**Set exercise**
Return every line of the entries below that contains the string "water", treating uppercase and lowercase letters as different.

**The input**
☆ ☆ ☆ ☆ ☆

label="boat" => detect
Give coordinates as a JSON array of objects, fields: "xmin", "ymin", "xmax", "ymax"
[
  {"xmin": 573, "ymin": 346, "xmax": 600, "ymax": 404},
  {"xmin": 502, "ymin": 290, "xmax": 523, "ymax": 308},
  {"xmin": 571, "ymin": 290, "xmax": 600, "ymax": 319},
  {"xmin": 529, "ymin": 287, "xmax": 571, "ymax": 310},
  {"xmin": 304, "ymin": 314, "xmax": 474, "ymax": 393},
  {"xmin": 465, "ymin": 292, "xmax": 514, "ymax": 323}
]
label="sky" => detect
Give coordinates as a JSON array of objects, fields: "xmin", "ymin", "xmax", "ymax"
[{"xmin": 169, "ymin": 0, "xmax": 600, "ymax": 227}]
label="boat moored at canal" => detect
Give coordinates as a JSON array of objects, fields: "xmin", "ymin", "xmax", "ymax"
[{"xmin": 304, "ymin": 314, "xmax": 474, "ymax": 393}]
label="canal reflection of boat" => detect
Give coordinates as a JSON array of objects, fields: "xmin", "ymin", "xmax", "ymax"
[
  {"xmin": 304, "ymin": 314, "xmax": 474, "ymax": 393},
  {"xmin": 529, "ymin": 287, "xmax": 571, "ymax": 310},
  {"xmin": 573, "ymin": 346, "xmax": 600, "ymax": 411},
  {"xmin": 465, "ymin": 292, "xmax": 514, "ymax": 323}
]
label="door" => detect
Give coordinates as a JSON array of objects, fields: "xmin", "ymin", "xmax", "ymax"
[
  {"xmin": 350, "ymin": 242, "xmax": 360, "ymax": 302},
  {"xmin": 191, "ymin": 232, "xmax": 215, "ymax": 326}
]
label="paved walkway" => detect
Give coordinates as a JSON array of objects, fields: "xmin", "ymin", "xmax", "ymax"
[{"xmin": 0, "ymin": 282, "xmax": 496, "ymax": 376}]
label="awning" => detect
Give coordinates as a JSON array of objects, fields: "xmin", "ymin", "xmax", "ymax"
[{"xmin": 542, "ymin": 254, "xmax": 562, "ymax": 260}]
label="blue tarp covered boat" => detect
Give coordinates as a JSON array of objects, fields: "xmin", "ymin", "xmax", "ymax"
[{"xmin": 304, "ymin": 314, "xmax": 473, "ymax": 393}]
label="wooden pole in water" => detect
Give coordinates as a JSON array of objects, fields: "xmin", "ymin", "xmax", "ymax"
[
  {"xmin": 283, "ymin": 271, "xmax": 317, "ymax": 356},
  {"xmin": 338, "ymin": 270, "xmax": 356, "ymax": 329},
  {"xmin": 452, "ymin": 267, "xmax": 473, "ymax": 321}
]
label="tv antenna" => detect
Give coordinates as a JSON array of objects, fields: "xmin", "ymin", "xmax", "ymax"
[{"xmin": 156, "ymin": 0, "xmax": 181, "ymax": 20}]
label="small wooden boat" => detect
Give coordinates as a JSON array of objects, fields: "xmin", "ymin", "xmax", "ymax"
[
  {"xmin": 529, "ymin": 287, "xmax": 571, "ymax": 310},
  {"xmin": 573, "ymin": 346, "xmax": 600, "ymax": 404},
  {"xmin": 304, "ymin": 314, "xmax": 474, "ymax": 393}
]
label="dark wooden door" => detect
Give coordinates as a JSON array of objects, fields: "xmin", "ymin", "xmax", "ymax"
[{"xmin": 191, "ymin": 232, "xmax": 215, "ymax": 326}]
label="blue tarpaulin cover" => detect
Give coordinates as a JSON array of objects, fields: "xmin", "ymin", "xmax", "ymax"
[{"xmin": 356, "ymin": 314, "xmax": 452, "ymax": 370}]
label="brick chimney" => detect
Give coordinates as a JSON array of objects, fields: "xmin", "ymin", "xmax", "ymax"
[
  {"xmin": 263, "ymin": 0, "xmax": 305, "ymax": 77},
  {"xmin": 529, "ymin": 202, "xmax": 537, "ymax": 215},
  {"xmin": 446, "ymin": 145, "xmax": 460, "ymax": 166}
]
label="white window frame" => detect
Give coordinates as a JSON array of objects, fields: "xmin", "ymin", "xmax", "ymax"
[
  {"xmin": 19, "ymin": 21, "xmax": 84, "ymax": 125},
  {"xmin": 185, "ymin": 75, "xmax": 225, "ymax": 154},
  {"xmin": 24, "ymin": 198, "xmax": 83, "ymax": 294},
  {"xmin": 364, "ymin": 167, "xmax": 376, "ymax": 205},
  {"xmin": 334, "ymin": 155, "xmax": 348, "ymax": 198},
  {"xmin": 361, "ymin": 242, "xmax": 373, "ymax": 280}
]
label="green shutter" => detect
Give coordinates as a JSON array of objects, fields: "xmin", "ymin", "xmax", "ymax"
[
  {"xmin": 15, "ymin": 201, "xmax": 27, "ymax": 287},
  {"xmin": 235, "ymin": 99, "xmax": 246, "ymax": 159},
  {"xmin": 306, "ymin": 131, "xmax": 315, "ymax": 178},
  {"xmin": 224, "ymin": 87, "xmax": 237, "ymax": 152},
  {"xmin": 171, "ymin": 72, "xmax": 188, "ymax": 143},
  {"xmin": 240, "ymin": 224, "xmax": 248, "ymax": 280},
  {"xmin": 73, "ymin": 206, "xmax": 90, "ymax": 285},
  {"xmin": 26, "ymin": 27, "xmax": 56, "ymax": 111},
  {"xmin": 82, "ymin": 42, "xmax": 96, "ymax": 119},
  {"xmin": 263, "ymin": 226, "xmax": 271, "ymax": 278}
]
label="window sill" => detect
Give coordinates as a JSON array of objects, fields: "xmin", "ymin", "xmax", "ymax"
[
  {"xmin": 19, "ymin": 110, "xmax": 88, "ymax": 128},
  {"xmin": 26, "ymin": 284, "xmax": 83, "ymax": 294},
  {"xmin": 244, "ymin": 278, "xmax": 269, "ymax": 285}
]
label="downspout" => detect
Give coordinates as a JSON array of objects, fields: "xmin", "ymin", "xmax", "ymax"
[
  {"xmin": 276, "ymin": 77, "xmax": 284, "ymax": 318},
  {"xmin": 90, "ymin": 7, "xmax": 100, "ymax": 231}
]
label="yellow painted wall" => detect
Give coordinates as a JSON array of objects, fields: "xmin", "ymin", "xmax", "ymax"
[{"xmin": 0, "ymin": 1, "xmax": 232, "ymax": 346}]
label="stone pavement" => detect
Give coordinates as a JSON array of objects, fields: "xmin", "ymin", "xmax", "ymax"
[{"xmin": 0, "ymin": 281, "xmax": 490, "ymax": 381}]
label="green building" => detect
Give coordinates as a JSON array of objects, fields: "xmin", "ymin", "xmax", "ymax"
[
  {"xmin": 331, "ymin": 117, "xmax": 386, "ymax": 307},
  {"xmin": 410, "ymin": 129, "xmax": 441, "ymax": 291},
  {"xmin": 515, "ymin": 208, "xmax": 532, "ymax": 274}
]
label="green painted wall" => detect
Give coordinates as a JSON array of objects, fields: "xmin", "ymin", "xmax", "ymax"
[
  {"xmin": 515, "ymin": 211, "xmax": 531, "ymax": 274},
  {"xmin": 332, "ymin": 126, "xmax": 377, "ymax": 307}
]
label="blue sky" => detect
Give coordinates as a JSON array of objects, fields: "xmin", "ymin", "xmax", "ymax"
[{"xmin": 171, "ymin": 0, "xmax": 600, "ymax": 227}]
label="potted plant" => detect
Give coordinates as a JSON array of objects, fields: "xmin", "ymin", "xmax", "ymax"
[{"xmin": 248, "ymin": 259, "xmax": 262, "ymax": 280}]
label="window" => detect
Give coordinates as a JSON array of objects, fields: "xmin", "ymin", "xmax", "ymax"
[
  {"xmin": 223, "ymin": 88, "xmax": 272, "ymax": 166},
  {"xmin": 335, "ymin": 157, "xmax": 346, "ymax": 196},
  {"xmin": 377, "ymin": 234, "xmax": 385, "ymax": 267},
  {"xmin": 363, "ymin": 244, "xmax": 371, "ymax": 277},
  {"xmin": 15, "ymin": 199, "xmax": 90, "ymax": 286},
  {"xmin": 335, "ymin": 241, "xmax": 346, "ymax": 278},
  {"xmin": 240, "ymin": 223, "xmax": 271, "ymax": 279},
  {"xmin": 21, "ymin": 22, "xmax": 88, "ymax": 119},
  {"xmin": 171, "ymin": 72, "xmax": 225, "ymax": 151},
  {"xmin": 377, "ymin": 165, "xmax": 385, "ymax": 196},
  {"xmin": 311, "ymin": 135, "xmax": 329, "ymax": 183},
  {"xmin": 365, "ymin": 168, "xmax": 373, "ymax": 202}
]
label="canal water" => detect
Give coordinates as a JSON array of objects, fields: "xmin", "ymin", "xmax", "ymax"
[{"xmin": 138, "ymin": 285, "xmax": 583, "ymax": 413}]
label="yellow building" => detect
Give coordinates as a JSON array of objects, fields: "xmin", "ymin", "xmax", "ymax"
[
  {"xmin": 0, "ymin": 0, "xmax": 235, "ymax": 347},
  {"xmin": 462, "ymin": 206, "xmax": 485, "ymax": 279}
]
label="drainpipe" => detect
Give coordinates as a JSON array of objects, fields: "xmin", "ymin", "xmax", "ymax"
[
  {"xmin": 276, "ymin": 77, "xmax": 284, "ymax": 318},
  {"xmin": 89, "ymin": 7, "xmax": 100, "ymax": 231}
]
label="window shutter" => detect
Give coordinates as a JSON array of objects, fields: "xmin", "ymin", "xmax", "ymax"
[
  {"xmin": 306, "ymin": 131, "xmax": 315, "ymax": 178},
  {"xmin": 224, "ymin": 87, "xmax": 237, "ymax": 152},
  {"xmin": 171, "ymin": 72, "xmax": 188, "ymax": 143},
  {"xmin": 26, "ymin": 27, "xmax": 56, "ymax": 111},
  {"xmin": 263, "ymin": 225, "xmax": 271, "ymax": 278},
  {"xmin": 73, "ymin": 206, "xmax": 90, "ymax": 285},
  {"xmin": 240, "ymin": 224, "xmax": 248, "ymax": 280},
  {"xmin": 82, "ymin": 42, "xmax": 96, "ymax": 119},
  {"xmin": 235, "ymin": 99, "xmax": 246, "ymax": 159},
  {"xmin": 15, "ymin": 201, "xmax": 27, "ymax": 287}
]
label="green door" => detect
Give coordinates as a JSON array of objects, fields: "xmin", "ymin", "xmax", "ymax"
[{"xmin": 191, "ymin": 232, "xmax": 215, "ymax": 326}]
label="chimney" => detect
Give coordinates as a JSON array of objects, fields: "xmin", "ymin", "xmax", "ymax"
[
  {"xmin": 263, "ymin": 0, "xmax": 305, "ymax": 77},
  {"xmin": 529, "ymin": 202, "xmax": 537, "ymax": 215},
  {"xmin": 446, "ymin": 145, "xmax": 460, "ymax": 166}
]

☆ ☆ ☆ ☆ ☆

**Reply**
label="wooden pole in water" => detect
label="canal water" => detect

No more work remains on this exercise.